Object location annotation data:
[start]

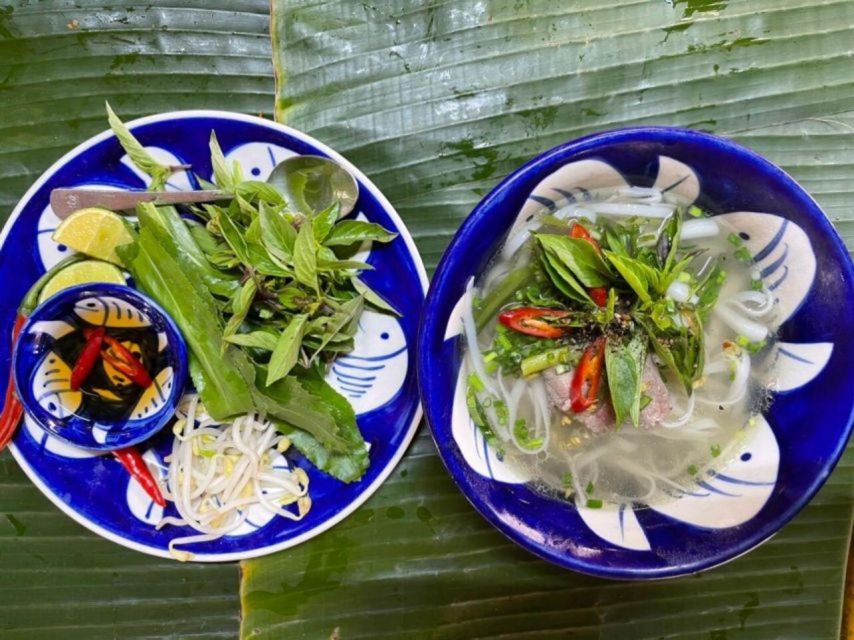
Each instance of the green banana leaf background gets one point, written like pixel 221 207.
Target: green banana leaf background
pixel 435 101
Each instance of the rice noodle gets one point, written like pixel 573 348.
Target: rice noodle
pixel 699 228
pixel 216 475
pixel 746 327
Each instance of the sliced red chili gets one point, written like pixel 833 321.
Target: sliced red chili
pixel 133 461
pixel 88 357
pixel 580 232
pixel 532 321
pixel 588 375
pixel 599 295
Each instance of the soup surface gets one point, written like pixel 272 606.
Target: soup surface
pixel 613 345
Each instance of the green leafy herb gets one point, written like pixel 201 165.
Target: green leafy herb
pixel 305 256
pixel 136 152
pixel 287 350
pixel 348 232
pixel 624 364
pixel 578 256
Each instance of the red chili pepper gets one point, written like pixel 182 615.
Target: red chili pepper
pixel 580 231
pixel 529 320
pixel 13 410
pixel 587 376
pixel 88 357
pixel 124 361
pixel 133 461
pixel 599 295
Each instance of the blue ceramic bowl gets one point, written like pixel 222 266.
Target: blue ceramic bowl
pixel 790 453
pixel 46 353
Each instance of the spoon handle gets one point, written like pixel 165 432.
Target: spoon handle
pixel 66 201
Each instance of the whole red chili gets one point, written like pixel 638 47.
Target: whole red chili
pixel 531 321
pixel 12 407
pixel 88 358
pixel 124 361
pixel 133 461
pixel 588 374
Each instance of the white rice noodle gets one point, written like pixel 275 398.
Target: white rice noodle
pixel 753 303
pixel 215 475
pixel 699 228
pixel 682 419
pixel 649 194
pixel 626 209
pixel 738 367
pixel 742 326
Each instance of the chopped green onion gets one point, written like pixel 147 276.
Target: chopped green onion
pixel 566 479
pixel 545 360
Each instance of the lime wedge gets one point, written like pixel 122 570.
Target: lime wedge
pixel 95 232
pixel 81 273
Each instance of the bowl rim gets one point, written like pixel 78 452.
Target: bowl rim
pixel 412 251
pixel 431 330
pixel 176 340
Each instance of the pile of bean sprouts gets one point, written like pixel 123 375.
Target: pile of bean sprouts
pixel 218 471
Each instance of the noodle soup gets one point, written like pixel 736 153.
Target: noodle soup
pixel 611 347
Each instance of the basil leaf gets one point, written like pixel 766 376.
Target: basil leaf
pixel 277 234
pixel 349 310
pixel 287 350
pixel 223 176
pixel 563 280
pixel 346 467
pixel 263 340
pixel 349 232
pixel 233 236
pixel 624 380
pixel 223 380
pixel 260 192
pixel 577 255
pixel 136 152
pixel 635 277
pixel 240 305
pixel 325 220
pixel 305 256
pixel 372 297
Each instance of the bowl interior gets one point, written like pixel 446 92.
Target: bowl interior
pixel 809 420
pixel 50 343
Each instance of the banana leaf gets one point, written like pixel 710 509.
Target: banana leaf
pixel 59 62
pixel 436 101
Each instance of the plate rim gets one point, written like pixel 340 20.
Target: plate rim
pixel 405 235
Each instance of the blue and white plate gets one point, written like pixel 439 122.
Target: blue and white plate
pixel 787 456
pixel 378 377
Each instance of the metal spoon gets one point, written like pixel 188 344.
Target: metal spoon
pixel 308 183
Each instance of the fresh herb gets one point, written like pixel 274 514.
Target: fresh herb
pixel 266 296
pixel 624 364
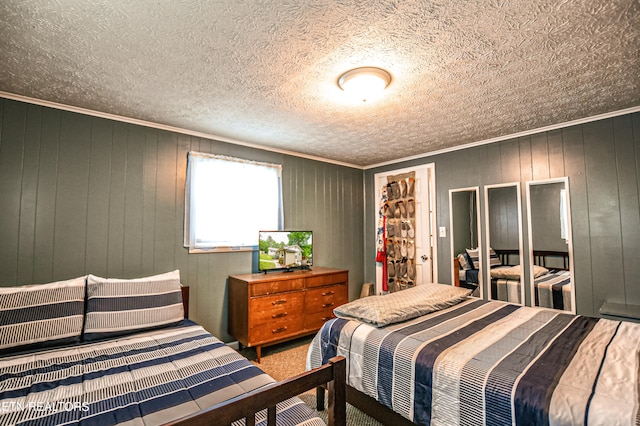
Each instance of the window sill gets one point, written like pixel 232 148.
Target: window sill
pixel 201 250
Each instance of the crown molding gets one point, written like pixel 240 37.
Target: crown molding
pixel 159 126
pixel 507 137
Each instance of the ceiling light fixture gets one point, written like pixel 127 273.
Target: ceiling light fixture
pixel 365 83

[end]
[start]

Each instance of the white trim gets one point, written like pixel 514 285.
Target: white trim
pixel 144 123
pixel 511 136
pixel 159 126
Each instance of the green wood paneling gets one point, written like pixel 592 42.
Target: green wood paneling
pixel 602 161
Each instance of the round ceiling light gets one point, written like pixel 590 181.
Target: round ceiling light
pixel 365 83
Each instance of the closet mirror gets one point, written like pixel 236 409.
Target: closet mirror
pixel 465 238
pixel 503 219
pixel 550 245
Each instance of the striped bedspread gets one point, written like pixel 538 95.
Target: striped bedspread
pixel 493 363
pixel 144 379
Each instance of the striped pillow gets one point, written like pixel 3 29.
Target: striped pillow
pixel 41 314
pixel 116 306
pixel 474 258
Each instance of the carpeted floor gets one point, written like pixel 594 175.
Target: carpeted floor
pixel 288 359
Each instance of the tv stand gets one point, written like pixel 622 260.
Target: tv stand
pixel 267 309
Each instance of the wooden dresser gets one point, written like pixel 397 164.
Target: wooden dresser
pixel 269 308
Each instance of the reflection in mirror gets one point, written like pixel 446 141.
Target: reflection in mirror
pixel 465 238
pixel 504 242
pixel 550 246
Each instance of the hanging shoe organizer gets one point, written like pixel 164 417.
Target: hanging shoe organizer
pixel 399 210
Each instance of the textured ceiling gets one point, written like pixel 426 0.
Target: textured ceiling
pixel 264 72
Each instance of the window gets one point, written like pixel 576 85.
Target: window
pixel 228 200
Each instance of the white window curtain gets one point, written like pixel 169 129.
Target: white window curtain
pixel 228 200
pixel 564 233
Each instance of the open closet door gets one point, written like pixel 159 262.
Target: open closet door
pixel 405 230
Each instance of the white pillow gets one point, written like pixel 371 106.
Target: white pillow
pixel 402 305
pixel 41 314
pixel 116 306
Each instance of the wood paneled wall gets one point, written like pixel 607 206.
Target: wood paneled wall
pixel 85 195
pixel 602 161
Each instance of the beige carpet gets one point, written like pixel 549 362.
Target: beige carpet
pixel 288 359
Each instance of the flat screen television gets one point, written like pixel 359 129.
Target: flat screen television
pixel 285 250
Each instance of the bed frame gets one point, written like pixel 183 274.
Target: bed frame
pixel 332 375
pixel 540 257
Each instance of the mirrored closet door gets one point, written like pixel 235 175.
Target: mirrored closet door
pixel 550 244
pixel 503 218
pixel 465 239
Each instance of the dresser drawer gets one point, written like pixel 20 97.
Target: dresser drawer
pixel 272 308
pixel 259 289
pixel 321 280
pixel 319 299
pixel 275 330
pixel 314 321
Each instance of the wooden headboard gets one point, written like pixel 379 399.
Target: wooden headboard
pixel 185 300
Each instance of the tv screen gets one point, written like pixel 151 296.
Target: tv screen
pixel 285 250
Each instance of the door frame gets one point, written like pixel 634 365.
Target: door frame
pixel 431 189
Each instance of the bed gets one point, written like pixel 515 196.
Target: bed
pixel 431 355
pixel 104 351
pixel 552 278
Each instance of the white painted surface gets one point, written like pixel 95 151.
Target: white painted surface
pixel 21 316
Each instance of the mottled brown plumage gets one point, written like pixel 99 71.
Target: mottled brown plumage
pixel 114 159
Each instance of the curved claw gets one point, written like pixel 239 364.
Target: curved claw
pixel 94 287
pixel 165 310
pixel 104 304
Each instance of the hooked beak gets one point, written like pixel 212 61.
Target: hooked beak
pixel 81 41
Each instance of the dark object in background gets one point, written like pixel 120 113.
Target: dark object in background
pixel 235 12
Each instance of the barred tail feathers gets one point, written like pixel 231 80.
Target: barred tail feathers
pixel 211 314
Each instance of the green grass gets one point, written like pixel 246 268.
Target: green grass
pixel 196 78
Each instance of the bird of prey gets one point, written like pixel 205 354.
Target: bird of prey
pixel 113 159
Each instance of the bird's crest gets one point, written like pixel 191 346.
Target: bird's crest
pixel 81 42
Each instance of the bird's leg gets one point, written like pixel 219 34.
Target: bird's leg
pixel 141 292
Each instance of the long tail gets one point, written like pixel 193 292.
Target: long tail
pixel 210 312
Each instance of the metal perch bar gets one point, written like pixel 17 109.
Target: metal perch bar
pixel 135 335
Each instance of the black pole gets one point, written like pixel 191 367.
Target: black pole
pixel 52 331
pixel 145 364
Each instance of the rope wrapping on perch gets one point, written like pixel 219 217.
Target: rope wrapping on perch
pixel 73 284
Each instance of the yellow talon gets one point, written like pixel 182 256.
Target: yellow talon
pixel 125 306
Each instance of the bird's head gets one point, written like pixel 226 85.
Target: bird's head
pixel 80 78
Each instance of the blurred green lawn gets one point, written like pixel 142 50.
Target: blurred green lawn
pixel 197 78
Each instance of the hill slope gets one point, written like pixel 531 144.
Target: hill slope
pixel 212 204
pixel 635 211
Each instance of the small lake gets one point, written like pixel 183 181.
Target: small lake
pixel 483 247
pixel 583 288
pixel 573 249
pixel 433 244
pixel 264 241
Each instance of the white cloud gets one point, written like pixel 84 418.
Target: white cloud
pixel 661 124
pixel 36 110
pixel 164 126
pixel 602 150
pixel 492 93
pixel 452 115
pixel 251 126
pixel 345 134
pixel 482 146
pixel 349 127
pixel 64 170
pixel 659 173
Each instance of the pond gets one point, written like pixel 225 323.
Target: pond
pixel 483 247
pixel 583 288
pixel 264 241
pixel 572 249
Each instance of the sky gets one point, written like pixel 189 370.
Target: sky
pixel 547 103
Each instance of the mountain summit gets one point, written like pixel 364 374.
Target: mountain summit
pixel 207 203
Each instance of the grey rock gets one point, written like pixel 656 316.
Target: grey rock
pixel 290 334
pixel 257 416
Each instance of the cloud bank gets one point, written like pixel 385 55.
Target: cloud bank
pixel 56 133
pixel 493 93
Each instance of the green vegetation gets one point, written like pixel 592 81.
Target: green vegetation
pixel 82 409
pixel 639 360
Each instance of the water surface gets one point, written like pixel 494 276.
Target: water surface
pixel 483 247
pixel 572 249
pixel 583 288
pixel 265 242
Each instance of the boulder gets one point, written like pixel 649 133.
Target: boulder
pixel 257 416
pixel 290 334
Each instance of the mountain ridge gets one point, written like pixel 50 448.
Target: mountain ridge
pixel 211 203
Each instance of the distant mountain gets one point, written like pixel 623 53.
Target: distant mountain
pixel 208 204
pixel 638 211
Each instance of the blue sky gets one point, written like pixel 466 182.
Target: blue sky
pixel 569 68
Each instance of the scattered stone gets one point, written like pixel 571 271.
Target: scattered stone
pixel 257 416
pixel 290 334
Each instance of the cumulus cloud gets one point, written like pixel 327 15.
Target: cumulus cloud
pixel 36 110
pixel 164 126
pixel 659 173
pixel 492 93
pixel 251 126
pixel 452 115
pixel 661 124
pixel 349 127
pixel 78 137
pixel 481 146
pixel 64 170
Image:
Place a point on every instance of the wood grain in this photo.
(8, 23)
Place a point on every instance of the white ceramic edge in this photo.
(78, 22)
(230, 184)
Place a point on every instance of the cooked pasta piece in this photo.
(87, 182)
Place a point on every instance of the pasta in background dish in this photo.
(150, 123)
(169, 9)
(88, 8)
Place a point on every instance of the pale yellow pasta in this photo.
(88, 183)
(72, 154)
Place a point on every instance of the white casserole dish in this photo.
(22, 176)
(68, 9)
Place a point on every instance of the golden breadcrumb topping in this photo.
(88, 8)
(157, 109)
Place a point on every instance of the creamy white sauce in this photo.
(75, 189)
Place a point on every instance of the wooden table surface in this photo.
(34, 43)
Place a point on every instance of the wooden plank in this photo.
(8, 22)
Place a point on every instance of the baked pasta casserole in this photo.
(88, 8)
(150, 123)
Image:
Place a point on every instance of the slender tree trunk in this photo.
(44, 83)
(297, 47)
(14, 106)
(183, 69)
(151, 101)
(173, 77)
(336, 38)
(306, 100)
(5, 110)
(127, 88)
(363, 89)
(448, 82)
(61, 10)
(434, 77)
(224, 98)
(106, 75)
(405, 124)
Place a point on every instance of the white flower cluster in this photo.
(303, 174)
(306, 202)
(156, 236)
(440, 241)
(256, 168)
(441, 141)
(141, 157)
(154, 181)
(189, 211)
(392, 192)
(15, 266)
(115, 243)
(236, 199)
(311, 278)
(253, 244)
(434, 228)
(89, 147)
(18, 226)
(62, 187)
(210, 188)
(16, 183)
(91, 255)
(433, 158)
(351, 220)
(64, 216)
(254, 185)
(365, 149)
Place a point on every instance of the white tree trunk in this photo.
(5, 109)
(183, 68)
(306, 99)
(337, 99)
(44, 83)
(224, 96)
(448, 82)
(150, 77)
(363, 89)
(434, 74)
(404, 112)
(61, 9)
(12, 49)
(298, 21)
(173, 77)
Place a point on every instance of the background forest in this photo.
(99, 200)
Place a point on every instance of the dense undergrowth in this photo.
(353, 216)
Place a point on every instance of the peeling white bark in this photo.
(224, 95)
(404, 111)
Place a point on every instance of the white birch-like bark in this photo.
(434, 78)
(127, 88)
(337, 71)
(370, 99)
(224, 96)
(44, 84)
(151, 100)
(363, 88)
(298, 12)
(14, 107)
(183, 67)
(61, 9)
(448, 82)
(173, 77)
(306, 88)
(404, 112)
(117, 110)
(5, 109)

[end]

Set exercise:
Return the rows unchanged for the stretch from the line containing "Each instance of the curved" through the line containing "pixel 81 42", both included, and nothing more.

Answer:
Each instance of the curved claw gets one point, written like pixel 239 364.
Target: curved claw
pixel 94 287
pixel 165 310
pixel 104 304
Each instance of the hooked beak gets one point, written like pixel 212 61.
Target: hooked beak
pixel 81 41
Each instance of the dark object in background gets one point, written like pixel 120 113.
Target: dark object in background
pixel 235 12
Each instance of the barred tail feathers gets one point, written like pixel 231 80.
Target: barred tail feathers
pixel 211 314
Each instance of the green grass gets one point, written like pixel 246 268.
Target: green grass
pixel 196 78
Each instance of the bird of prey gets one point, written like pixel 205 354.
Target: bird of prey
pixel 113 159
Each instance of the bird's crest gets one point, written like pixel 191 346.
Target: bird's crest
pixel 81 42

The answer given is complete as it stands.